# WHAT YOU NEED TO DO:
Copy out the full listing that comes next, exactly.

# PROVIDED ENTRIES:
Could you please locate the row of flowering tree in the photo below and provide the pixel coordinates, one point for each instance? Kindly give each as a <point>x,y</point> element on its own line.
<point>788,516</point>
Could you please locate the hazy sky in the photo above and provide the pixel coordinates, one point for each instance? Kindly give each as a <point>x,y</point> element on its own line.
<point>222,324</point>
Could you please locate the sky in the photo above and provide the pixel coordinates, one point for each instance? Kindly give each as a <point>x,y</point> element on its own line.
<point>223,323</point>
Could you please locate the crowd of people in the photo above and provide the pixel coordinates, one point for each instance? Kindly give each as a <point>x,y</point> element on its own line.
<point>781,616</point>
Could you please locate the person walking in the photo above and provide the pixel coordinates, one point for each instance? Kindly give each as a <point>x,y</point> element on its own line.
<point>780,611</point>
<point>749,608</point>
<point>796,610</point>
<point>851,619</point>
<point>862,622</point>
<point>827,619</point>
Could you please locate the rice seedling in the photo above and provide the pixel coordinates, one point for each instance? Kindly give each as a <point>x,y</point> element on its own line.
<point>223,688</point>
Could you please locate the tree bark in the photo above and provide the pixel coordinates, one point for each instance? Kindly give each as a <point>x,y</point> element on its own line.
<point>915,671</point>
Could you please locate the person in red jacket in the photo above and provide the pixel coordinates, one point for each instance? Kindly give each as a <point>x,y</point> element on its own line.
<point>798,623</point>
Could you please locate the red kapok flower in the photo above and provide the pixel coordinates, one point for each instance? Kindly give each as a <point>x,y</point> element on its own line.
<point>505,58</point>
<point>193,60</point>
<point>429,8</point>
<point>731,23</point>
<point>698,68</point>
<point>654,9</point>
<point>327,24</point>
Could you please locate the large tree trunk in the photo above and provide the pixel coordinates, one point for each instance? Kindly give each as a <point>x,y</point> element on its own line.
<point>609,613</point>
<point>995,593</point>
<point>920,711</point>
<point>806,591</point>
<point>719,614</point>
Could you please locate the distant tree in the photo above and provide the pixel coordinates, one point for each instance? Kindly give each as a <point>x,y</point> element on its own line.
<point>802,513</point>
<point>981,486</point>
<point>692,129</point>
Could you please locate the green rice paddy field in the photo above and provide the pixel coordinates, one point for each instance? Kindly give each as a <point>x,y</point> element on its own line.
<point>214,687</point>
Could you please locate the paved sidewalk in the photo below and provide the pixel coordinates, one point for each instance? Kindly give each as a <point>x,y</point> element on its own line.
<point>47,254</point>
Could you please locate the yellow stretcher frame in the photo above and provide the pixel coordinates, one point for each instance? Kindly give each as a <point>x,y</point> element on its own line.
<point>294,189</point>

# RESPONSE AREA:
Could you please locate the row of flowering tree in the photo below and provide the pixel coordinates, one point for each instance? Kindly give each as a <point>x,y</point> element on its own line.
<point>788,516</point>
Could you please locate the hazy sky in the photo above and provide the pixel coordinates, one point for each instance? Kindly give each as a <point>x,y</point> element on its own line.
<point>222,324</point>
Could you please locate the sky in the photo above and provide the pixel coordinates, one point for each instance? Kindly give each as a <point>x,y</point> element on its own line.
<point>223,323</point>
Could you please locate the crowd of people in the photo above and provide the pixel coordinates, one point for each instance? Kindly give each as a <point>x,y</point> element on its own line.
<point>781,616</point>
Could you please locate the person walking in the photo above and provide the pixel coordinates, one point for each instance? Kindly give each as a <point>x,y</point> element on its own line.
<point>780,611</point>
<point>749,608</point>
<point>796,610</point>
<point>851,619</point>
<point>862,622</point>
<point>827,619</point>
Could you please locate the rice seedling in the photo above and provide the pixel coordinates, one point for each instance? Kindly give each as a <point>x,y</point> element on its own line.
<point>223,688</point>
Could you please locate the tree bark in the photo above and provide the pixel coordinates, one point for each instance? Kindly give each as a <point>x,y</point> element on its own line.
<point>915,671</point>
Could you please locate the person in red jacket in the photo above and provide the pixel coordinates, one point for each instance? Kindly give each as a <point>x,y</point> element on its own line.
<point>798,623</point>
Could you please locate the red kapok flower in the photo above and provide the pixel coordinates, one point for each instance? Kindly give each as a <point>x,y</point> element on its own line.
<point>505,58</point>
<point>193,60</point>
<point>429,8</point>
<point>731,23</point>
<point>698,68</point>
<point>654,9</point>
<point>327,24</point>
Could you please locate the large tree trunk in the photo above and provide the pixel coordinates, one point for each instance? Kindly give each as a <point>x,y</point> element on its own line.
<point>609,613</point>
<point>995,593</point>
<point>920,711</point>
<point>806,591</point>
<point>719,614</point>
Could you please locate the distant tree in the photo above and provide the pixel coordinates, one point for each instance? Kindly give each as a <point>x,y</point> element on its own line.
<point>802,513</point>
<point>981,486</point>
<point>692,129</point>
Could you please locate the green rice paddy field in the photo above and provide the pixel coordinates, one point for each instance? Kindly give each as a <point>x,y</point> element on its own line.
<point>214,687</point>
Could you please locate the paved sidewalk in the photo below and provide the pixel coordinates, one point for each instance? Kindly give each as a <point>x,y</point> element on its own line.
<point>47,254</point>
Could you please locate the yellow stretcher frame in the photo above and provide the pixel coordinates, one point for each instance? Kindly give each as a <point>x,y</point> element on its own line.
<point>294,189</point>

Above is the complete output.